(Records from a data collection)
"""
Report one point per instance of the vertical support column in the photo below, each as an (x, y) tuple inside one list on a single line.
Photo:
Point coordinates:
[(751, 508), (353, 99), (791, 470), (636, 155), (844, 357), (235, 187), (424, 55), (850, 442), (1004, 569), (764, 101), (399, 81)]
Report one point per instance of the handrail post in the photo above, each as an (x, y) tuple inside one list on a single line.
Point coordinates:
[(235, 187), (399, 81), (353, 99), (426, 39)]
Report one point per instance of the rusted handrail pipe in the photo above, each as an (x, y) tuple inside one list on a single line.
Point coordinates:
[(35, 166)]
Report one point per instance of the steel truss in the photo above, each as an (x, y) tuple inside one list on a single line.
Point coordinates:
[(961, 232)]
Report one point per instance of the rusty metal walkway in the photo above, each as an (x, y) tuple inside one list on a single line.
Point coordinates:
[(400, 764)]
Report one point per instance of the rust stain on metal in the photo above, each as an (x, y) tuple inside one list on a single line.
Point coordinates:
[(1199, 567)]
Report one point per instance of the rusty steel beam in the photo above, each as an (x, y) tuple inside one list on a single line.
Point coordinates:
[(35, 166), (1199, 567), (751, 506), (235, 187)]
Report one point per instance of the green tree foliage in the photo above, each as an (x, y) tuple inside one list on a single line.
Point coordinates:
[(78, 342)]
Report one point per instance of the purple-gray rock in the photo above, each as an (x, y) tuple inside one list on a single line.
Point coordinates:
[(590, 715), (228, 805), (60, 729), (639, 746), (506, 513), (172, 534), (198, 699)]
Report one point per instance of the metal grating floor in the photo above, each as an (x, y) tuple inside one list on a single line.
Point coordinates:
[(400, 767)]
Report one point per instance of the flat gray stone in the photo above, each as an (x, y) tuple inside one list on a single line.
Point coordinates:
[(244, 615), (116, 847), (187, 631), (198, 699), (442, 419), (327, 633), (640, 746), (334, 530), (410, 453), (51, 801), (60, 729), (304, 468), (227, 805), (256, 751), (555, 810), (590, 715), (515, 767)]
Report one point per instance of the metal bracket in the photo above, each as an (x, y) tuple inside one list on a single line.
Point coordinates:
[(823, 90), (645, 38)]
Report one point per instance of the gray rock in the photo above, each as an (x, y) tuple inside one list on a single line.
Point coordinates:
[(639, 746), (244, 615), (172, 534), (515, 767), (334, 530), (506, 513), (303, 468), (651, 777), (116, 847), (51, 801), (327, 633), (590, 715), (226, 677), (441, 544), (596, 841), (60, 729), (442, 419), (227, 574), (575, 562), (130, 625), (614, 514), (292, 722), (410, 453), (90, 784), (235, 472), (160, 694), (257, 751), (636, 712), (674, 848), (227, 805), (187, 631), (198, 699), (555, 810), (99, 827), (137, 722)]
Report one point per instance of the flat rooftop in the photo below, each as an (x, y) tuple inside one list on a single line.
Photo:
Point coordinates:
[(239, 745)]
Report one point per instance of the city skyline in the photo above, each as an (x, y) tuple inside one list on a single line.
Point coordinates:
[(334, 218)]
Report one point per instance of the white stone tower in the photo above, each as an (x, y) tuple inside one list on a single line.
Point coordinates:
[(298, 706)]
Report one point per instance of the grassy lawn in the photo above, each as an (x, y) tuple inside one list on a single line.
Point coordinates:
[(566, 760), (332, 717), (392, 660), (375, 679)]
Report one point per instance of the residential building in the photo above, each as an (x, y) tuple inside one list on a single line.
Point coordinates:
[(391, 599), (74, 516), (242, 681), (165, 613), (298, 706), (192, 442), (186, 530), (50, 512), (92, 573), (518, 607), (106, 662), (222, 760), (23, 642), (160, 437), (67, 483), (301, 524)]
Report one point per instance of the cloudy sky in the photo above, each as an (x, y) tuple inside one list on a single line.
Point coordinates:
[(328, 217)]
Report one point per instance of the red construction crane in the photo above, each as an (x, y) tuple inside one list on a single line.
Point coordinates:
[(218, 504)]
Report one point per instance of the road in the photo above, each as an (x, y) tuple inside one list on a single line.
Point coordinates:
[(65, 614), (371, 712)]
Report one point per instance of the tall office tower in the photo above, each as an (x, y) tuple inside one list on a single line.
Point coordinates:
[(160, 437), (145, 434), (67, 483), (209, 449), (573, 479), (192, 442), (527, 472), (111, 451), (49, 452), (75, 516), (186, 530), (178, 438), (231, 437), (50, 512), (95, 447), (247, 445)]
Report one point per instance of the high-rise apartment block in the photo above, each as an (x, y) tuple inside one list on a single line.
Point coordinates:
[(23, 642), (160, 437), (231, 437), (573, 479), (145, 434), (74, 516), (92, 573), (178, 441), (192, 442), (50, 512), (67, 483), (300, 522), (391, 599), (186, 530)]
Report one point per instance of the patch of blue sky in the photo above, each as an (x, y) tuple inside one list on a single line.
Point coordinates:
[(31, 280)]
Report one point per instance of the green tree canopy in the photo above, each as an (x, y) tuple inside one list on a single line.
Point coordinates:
"""
▶ OBJECTIVE:
Rewrite the records above, replacing each occurrence of "Point coordinates" with "Coordinates" and leaving everything else unchanged.

▶ RESULT OF THIS EXERCISE:
Report one point per instance of the vertical support column in the photo below, each as an (x, y) tuple inside one list on a single line.
Photo:
Coordinates:
[(751, 508), (353, 99), (791, 470), (636, 155), (844, 357), (235, 187), (424, 55), (850, 442), (1004, 569), (764, 101), (399, 81)]
Report one point per instance of the handrail post in the photo above, each as an (x, y) tuple inside one list on a single line.
Coordinates:
[(235, 187), (399, 81), (353, 99), (426, 39)]
Report one point per instance of the rusted handrail pipe in the photo above, each as an (x, y) tuple inside one list on a single line.
Coordinates:
[(35, 166)]
Report one point per instance of the steel truss in the photo above, each as an (x, y) tuple inside one list on a single line.
Coordinates:
[(961, 232)]
Report one point per instance of the rusty metal walkway in the photo above, each as an (x, y) tuple inside one list on a single line.
Coordinates:
[(400, 764)]
Report one point per instance of the rust stain on metal in the photo above, each as an (x, y) tuple inside one list on a single line.
Coordinates:
[(1199, 567)]
Report one point per instance of the rusty steel beam in the photo above, each as an (x, y) tuple inside one list on a single line.
Coordinates:
[(35, 166), (1199, 567), (751, 506), (235, 187)]
Report one point per instance of the green tree foliage in the photo above, each as an (x, y) tuple inside one list on a single line.
Coordinates:
[(78, 342)]
Report one point per instance of the purple-gray rock in the photo above, each as an (x, y) tuple inside one list on a single line.
Coordinates:
[(590, 715), (228, 805), (60, 729), (639, 746), (506, 513), (172, 534), (198, 699)]
Report one point per instance of the metal grating floor in the photo above, each as an (x, y) tuple inside one list on a single line.
Coordinates:
[(400, 767)]
Report one point per instance of the flat gray stone in the photo above, each as an (x, y) tuple inside one list on a single line.
Coordinates:
[(244, 615), (116, 847), (187, 631), (198, 699), (442, 419), (327, 633), (640, 746), (334, 530), (410, 453), (51, 801), (60, 729), (304, 468), (227, 805), (256, 751), (555, 810), (590, 715), (515, 767)]
Report one point per instance of the metal bracket in the photo above, each as an (x, y) tuple inside one list on a single line.
Coordinates:
[(823, 90), (645, 38)]
Report one point per instance of the gray rock in the photo above, each as an (x, y) tuple inside one list on a single line.
Coordinates:
[(639, 746), (244, 615), (172, 534), (515, 767), (334, 530), (506, 513), (303, 468), (651, 777), (116, 847), (51, 801), (327, 633), (590, 715), (226, 677), (441, 544), (596, 841), (60, 729), (442, 419), (227, 574), (575, 562), (130, 625), (614, 514), (292, 722), (410, 453), (90, 784), (235, 472), (160, 694), (257, 751), (636, 712), (674, 848), (227, 805), (187, 631), (198, 699), (555, 810), (99, 827), (137, 722)]
Report one point per instance of the flat rooftop in the photo below, each as an (x, y) tuple inside one list on a single line.
Photo:
Coordinates:
[(239, 745)]
Report one point per instance of the city skyline in the photo above, each as an (x, y) tuple inside one list on a single line.
Coordinates:
[(334, 218)]
Report one point per instance of the white stone tower in the photo above, each as an (x, y) tuple inside one list on a single line.
Coordinates:
[(298, 706)]
Report one point per instance of the grassy lawn in the photo above, each as an (x, y) tuple inside one list on a single line.
Coordinates:
[(566, 760), (332, 717), (392, 660), (375, 679)]
Report one point per instance of the residential building in the photo above, each as an (x, y) tuple inside one list on a single line.
Coordinates:
[(391, 599), (74, 516), (242, 681), (165, 613), (298, 706), (192, 442), (186, 530), (50, 512), (92, 573), (518, 607), (106, 662), (222, 760), (23, 642), (160, 437), (67, 483), (301, 524)]
Report one point per instance of the cloudy sky in the photo above, each as an (x, y) tuple inside one list on a single line.
Coordinates:
[(328, 217)]
Report one point per instance of the red construction crane in the photo above, each as an (x, y) tuple inside one list on a single line.
Coordinates:
[(218, 504)]
Report one point per instance of the road in the photo above, each as an (x, y) tuple inside one list on a single line.
Coordinates:
[(65, 614), (371, 712)]
Report one point per instance of the tall office tower in the photo above, each as an (x, y) tuple inside one list on a single line.
Coordinates:
[(160, 437), (145, 434), (67, 483), (209, 449), (573, 479), (192, 442), (527, 472), (111, 451), (49, 452), (75, 516), (186, 530), (178, 438), (231, 437), (50, 512), (95, 447), (247, 445)]
Report one point per instance of the high-rise apartment block in the photo above, each as an (x, y) tuple inside one list on a single line.
Coordinates:
[(23, 642), (160, 437), (231, 437), (573, 479), (145, 434), (74, 516), (92, 573), (178, 441), (192, 442), (50, 512), (67, 483), (300, 522), (391, 599), (186, 530)]
Report one point per instance of the patch of blue sky in the photo above, each as an (x, y) tuple inside one list on a single line.
Coordinates:
[(31, 280)]
Report one point per instance of the green tree canopy in the photo above, each as an (x, y) tuple inside one list on a single line.
Coordinates:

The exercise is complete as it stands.